Under most circumstances, a person is eligible for non-disclosure only after successfully completing a period of deferred adjudication community supervision and the expiration of the appropriate waiting period (up to five years in some cases). However, some exceptions exist. A person is not eligible for a non-disclosure if he or she has ever been convicted or placed on deferred adjudication for an offense of kidnapping, murder, injury to a child, elderly, or disabled person, was a violation of a protective order, an offense involving family violence, or if the offense required registration as a sex offender.
Requesting a Non-disclosure
The process of requesting a non-disclosure is fairly simple. The first step is filing a petition in the same court with which the criminal charge was filed. This includes a filing fee of around $250-300, which may vary from county to county. Once the petition has been filed and the district attorney’s office has notice of the petition, you can set the matter for hearing. Generally, this hearing will take place within a few weeks of the petition being filed. At the hearing, you would need to show to the court that you are eligible for a non-disclosure, and that a non-disclosure of your records would be “in the best interest of justice.”
Some factors that may influence the judge’s decision are (1) whether the person successfully complied with all of the conditions of community supervision (which may include the payment of all fees, and completion of community service hours or any court-ordered classes), (2) the amount of time that has elapsed since community supervision ended, (3) the overall criminal history, (4) the facts in the underlying case, and (5) any effect that not sealing the records might have on the person in the future. Having an attorney argue your case on your behalf can be a big advantage at this hearing.
If the judge finds that you are eligible and that a non-disclosure would be in the best interest of justice, the judge will sign the order of non-disclosure. From the date the order is signed, it may take 3-5 weeks for the records to actually be sealed from the general public.

[Stated goal a] Could you reproduce the listing from its first line through the line containing "x=407, y=169", both included, with "side mirror" swapped for "wing mirror" and nothing else altered? Omit the pictures from your answer.

[Raw records]

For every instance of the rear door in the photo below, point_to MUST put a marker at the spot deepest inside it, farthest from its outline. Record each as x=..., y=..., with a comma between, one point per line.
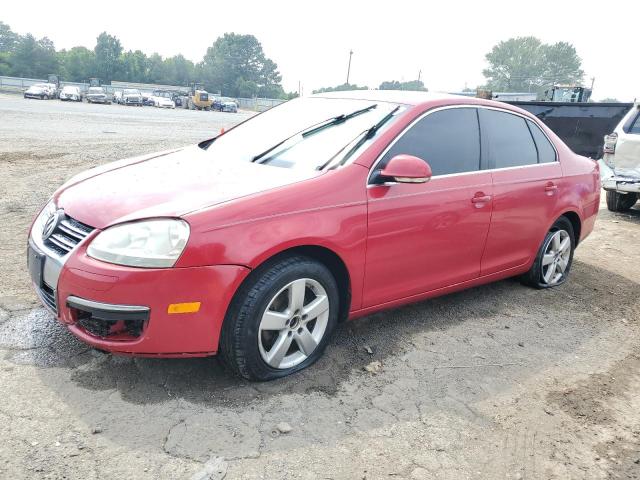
x=526, y=177
x=425, y=236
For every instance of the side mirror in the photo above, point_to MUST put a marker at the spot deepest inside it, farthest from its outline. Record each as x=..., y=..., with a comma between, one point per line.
x=407, y=169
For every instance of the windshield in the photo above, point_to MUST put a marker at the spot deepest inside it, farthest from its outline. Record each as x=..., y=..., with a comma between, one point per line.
x=286, y=136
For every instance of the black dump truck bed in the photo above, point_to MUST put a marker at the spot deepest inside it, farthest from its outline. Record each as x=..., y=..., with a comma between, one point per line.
x=582, y=126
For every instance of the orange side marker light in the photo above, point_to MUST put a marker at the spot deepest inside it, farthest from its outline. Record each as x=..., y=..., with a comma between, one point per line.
x=189, y=307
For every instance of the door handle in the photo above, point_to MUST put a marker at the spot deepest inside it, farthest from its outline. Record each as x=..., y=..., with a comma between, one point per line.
x=550, y=188
x=481, y=199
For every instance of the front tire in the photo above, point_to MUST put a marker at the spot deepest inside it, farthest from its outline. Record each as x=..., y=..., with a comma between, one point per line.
x=554, y=258
x=620, y=202
x=280, y=320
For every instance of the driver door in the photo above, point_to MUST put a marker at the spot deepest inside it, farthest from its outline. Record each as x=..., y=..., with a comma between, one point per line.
x=423, y=237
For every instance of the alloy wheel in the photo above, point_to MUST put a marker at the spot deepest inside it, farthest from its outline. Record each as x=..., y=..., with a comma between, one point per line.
x=556, y=257
x=294, y=323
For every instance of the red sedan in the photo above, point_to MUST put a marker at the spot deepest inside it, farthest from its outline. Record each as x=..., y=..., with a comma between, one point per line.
x=255, y=244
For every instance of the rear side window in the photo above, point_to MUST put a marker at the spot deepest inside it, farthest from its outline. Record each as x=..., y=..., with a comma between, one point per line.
x=635, y=128
x=510, y=141
x=546, y=152
x=449, y=140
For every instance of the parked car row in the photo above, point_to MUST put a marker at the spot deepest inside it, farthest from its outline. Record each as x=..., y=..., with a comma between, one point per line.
x=43, y=91
x=128, y=96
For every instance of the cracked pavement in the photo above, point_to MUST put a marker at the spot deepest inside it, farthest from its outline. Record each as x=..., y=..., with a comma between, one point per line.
x=499, y=381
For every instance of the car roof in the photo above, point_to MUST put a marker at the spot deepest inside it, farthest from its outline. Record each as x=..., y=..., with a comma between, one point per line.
x=392, y=96
x=412, y=98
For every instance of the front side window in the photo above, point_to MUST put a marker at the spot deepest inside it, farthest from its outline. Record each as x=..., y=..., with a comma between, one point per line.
x=546, y=152
x=510, y=143
x=449, y=140
x=635, y=127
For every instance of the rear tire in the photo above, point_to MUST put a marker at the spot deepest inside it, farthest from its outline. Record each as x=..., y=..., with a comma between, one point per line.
x=620, y=202
x=554, y=258
x=271, y=330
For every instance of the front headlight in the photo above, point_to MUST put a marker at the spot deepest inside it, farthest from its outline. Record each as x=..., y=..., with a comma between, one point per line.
x=149, y=243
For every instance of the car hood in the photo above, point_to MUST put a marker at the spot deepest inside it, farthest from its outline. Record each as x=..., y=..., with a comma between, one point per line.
x=166, y=184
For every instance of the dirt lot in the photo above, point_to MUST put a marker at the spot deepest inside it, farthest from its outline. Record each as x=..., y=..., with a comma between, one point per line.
x=496, y=382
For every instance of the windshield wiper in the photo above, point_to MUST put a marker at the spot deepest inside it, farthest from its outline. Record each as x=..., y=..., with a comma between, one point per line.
x=366, y=135
x=317, y=128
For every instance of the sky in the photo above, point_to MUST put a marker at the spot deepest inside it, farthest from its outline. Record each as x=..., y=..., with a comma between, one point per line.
x=391, y=40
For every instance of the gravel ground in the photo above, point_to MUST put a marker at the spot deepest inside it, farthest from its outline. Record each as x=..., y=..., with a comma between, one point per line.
x=499, y=381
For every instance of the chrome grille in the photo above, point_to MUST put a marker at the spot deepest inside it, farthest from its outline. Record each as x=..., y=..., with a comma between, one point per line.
x=67, y=234
x=48, y=297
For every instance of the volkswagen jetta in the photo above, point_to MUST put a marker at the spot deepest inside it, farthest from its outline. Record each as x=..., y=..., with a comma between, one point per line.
x=255, y=244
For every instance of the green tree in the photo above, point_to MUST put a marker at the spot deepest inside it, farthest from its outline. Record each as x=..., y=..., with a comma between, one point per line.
x=107, y=50
x=561, y=64
x=236, y=65
x=5, y=65
x=33, y=58
x=8, y=39
x=341, y=88
x=77, y=64
x=527, y=64
x=179, y=70
x=413, y=85
x=134, y=67
x=155, y=69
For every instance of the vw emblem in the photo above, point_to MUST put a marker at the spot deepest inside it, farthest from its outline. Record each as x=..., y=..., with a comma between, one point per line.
x=51, y=223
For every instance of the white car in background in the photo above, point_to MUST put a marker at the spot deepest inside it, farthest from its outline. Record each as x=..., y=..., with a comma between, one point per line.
x=71, y=93
x=621, y=172
x=39, y=90
x=162, y=100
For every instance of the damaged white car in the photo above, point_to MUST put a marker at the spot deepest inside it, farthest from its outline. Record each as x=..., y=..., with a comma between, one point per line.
x=621, y=170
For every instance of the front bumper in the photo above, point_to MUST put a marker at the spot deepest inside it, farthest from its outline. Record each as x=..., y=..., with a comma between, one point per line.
x=126, y=310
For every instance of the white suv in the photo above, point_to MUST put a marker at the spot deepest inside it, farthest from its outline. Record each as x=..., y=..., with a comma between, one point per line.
x=622, y=156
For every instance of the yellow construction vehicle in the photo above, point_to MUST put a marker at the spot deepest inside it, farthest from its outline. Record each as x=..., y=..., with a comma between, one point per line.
x=199, y=99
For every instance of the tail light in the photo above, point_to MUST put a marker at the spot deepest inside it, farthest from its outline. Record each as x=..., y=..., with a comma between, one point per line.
x=610, y=143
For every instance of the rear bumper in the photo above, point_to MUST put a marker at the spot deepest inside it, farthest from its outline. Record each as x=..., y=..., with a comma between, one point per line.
x=621, y=184
x=616, y=182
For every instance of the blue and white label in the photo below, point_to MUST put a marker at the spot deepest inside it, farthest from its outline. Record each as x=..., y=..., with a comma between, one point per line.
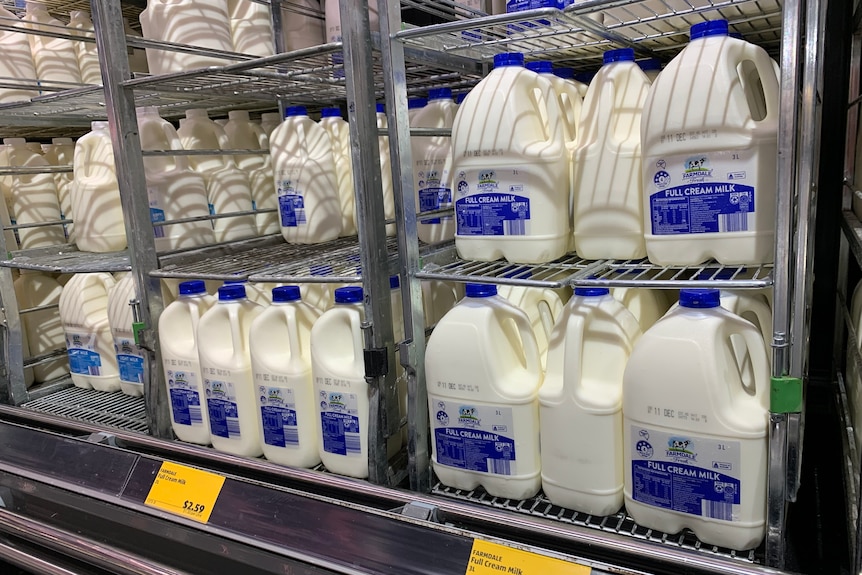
x=339, y=416
x=686, y=473
x=473, y=437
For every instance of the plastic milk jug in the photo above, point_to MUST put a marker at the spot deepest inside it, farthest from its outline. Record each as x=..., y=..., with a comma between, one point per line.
x=608, y=210
x=305, y=180
x=226, y=365
x=95, y=193
x=510, y=168
x=581, y=403
x=432, y=162
x=34, y=198
x=131, y=359
x=695, y=425
x=713, y=196
x=339, y=135
x=484, y=374
x=84, y=313
x=174, y=190
x=203, y=23
x=280, y=342
x=178, y=337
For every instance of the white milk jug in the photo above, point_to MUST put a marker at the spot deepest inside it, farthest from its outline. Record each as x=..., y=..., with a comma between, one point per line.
x=178, y=338
x=712, y=192
x=432, y=162
x=84, y=312
x=581, y=403
x=174, y=190
x=203, y=23
x=305, y=180
x=131, y=358
x=95, y=193
x=484, y=374
x=280, y=342
x=608, y=210
x=339, y=135
x=226, y=365
x=510, y=168
x=696, y=423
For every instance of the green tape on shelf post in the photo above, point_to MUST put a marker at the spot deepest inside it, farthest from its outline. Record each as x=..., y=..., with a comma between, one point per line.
x=786, y=395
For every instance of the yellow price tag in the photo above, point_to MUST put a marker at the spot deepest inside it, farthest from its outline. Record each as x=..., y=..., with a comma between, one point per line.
x=493, y=559
x=185, y=491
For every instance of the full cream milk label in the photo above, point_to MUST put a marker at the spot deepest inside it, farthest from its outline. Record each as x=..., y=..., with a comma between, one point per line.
x=473, y=437
x=703, y=193
x=492, y=202
x=686, y=473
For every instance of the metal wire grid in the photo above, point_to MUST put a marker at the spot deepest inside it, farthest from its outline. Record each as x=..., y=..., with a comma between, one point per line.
x=619, y=523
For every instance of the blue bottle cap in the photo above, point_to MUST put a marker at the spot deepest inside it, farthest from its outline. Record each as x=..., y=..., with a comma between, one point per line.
x=699, y=298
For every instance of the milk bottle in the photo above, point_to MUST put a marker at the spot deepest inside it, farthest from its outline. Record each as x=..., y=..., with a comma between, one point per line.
x=731, y=164
x=33, y=198
x=484, y=374
x=305, y=180
x=696, y=423
x=432, y=160
x=508, y=204
x=178, y=328
x=581, y=403
x=55, y=58
x=280, y=342
x=608, y=211
x=226, y=365
x=84, y=313
x=174, y=190
x=202, y=23
x=95, y=193
x=131, y=358
x=339, y=135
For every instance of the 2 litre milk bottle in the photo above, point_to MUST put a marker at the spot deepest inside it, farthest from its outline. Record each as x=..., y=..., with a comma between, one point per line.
x=696, y=424
x=226, y=365
x=581, y=403
x=280, y=342
x=484, y=373
x=178, y=338
x=709, y=191
x=510, y=168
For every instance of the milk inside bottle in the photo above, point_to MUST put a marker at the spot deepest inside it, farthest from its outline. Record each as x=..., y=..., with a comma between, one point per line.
x=696, y=424
x=484, y=373
x=510, y=168
x=712, y=195
x=178, y=326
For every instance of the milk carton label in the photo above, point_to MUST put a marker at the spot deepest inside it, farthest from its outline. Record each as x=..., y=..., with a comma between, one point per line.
x=704, y=193
x=83, y=357
x=473, y=437
x=492, y=203
x=686, y=473
x=278, y=413
x=185, y=399
x=339, y=414
x=222, y=408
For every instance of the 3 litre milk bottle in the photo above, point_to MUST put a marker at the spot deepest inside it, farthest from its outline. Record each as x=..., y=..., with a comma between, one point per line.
x=510, y=168
x=710, y=190
x=696, y=423
x=432, y=161
x=608, y=210
x=484, y=373
x=280, y=342
x=178, y=338
x=581, y=403
x=226, y=365
x=305, y=180
x=84, y=312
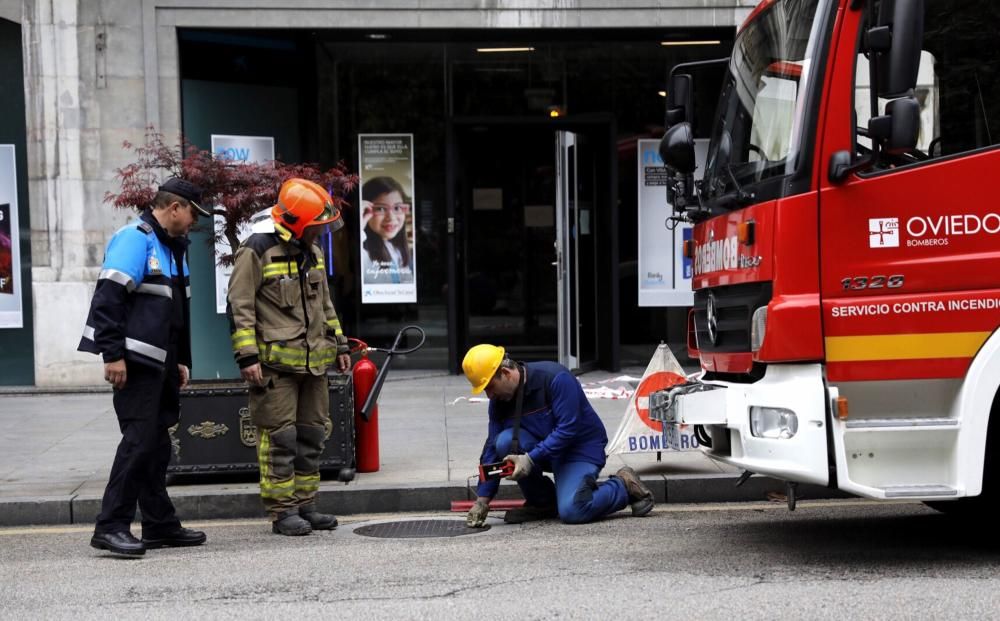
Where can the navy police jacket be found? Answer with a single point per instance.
(141, 304)
(555, 411)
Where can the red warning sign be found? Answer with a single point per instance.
(656, 381)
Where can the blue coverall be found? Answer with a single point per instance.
(562, 434)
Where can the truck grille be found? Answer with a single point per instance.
(734, 306)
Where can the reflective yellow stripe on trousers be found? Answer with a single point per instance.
(306, 482)
(281, 489)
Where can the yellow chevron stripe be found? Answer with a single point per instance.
(904, 346)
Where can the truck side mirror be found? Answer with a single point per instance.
(897, 39)
(677, 148)
(680, 107)
(898, 128)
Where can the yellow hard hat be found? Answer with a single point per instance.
(479, 365)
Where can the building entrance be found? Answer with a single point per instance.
(528, 201)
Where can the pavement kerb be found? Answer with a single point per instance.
(244, 502)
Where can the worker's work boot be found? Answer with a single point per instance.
(318, 521)
(530, 513)
(290, 523)
(640, 497)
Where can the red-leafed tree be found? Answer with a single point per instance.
(234, 190)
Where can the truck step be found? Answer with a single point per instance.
(913, 491)
(902, 423)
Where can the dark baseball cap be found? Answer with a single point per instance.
(186, 190)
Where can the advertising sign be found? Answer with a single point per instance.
(235, 149)
(388, 244)
(664, 273)
(10, 250)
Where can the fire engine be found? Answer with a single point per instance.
(846, 250)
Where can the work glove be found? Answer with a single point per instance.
(477, 514)
(522, 466)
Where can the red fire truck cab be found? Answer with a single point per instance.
(846, 250)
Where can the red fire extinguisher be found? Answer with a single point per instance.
(365, 430)
(368, 380)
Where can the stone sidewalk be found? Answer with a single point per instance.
(57, 451)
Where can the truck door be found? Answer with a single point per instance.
(906, 247)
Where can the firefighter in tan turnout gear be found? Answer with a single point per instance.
(285, 332)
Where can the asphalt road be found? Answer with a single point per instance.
(827, 560)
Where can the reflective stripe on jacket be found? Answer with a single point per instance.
(133, 308)
(280, 311)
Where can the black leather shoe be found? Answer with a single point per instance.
(317, 520)
(118, 543)
(181, 537)
(292, 524)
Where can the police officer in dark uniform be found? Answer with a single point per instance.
(139, 322)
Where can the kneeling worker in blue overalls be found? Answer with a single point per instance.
(540, 408)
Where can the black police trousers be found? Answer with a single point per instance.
(147, 407)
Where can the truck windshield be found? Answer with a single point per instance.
(758, 126)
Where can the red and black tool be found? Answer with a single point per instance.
(496, 470)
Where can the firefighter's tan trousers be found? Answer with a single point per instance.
(292, 416)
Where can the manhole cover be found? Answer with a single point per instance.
(412, 529)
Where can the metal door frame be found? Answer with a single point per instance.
(608, 346)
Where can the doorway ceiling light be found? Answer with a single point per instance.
(702, 42)
(487, 50)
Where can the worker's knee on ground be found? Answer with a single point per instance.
(572, 517)
(575, 509)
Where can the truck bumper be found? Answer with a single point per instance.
(776, 426)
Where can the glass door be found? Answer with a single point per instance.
(576, 269)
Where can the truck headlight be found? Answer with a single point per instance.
(758, 328)
(775, 423)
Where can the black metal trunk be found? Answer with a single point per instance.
(215, 434)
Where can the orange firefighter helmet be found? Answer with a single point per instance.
(301, 204)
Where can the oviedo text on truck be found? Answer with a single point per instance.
(846, 250)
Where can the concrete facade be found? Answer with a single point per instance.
(97, 72)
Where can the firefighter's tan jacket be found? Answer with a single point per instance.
(279, 316)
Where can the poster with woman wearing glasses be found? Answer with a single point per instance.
(388, 248)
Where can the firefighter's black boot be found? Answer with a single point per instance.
(318, 521)
(290, 523)
(640, 497)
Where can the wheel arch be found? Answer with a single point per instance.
(978, 409)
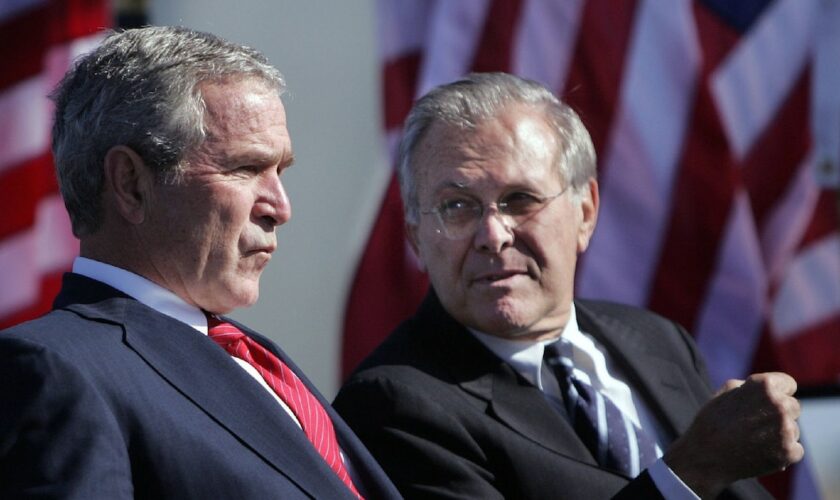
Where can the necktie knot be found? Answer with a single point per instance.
(311, 415)
(614, 440)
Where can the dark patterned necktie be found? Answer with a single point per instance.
(613, 439)
(313, 418)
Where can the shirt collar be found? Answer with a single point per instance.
(526, 356)
(151, 294)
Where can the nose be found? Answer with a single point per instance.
(272, 205)
(494, 233)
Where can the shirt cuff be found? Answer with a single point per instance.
(669, 485)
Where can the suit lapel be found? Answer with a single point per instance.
(511, 399)
(206, 375)
(369, 478)
(660, 380)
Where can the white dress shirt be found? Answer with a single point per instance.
(163, 301)
(592, 364)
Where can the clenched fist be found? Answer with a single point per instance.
(748, 429)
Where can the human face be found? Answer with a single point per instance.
(210, 236)
(509, 282)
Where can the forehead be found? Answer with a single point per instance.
(244, 117)
(516, 146)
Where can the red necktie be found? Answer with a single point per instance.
(312, 417)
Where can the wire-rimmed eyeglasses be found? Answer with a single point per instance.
(459, 216)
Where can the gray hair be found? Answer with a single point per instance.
(140, 88)
(481, 96)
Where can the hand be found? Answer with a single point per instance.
(748, 429)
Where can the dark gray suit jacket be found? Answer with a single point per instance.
(446, 418)
(107, 398)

[Stated goal b] According to the non-disclosure text, how long may it take for the records to be sealed from the general public after the order is signed?

[Worked answer a]
For every instance of the rear door in the photo below, point_to MUST put a marker at the spot deepest inside it, farthest from its outline. Record each as x=..., y=..., with a comma between, one point per line.
x=526, y=177
x=425, y=236
For every instance of the wing mirror in the photo above, point_to MUST put a marker at the spot deepest inside it, farthest from its outline. Record each as x=..., y=..., with a comma between, one point per line.
x=407, y=169

[Worked answer b] It may take 3-5 weeks.